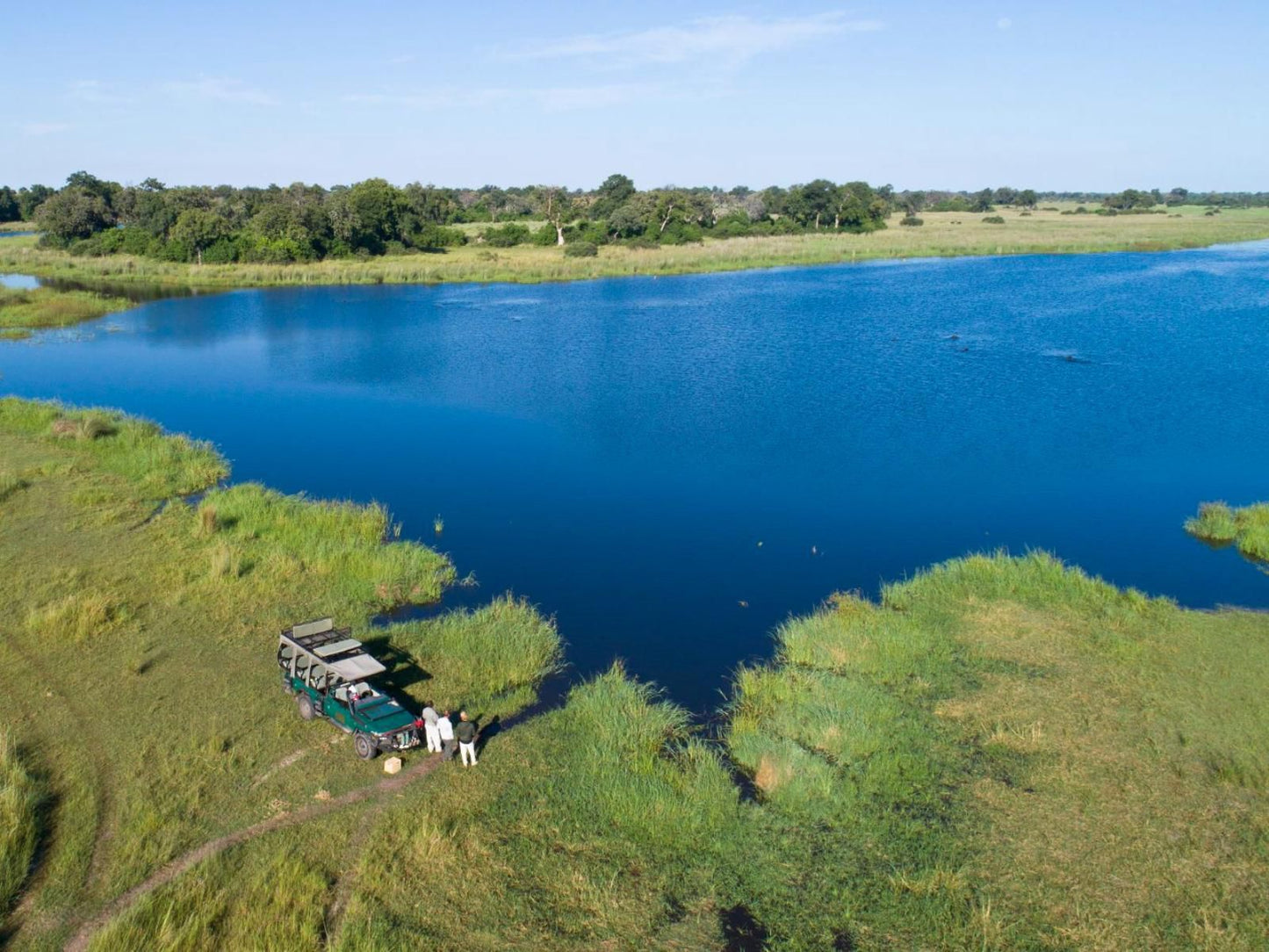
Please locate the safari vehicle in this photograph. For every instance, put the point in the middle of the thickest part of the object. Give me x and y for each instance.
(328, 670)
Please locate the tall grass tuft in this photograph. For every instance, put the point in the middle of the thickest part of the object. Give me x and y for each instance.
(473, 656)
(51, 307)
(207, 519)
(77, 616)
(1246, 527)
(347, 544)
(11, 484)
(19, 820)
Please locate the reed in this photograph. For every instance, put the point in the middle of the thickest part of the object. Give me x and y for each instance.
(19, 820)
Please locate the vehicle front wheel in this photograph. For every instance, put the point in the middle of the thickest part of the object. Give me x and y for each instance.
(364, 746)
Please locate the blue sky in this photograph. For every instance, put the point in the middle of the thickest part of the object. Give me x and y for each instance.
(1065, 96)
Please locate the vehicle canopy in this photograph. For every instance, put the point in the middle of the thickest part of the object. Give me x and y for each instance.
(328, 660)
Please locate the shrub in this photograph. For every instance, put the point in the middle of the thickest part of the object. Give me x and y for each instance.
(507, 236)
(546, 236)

Brief >> Copy out every item above word for word, leaving out the pictures.

Exercise answer >>
Please locate the safari vehicle in this photograph. For every instance, put the point in the middle of the thickest part of the object. Give me x and y for each instance.
(328, 670)
Please locate the tall grass tuft in this photograph. For every instance, put the point in the middle of the thickest part of the object. Give me x and y for each instance.
(473, 656)
(51, 307)
(207, 519)
(77, 616)
(1246, 527)
(347, 544)
(11, 484)
(19, 820)
Please locate the reed in this photograph. For every instance, put the point in the middle of the thickest part of the object. Give me x and y for each instance.
(19, 820)
Please locate the vehicle front wheel in this photograph. For every instance, put the point in the middle of the thickest part of the object. Give me x and y for each instance.
(364, 746)
Please locate the blue sky in this photograph. For every instance, put the point in the middle of the thickest part of the object. Give me x and y for each instance.
(1065, 96)
Please locate the vehicle canopy in this photograph. For every instance, put the point in the middle of the thickest part of the object. Give me x and y for each instance.
(328, 660)
Please locate the shrub in this photograph. For every instance, put the point in the middle of the thickest part of the object. Give me x and y for each instance.
(507, 236)
(546, 236)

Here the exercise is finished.